■ Work item ■
In the material below, count the lines with the word "dark" and state that number only.

■ Source information ■

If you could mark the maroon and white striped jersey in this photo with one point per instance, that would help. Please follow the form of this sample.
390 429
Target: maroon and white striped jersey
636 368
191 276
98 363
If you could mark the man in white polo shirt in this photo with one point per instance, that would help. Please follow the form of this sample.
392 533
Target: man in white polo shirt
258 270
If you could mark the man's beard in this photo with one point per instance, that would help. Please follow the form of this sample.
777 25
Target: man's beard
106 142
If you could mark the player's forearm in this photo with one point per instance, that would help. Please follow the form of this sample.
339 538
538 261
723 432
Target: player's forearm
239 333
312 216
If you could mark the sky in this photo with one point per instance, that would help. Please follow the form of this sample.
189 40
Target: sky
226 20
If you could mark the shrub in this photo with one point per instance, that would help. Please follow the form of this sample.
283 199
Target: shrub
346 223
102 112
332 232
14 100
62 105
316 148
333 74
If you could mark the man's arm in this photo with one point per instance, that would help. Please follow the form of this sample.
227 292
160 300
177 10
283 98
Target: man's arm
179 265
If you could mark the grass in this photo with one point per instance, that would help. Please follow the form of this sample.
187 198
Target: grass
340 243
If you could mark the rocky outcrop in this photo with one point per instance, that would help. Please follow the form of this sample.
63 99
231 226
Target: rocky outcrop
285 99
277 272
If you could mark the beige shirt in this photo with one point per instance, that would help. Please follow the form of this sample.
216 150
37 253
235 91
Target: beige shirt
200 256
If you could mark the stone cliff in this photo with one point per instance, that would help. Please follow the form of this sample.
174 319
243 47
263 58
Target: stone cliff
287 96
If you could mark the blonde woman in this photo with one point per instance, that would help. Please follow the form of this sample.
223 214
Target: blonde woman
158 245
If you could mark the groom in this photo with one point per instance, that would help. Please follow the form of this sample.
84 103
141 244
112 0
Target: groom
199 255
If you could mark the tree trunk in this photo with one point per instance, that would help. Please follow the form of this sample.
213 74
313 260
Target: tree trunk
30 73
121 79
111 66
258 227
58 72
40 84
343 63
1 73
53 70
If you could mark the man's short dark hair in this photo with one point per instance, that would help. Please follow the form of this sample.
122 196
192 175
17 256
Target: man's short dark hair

■ Reply to the exercise ■
2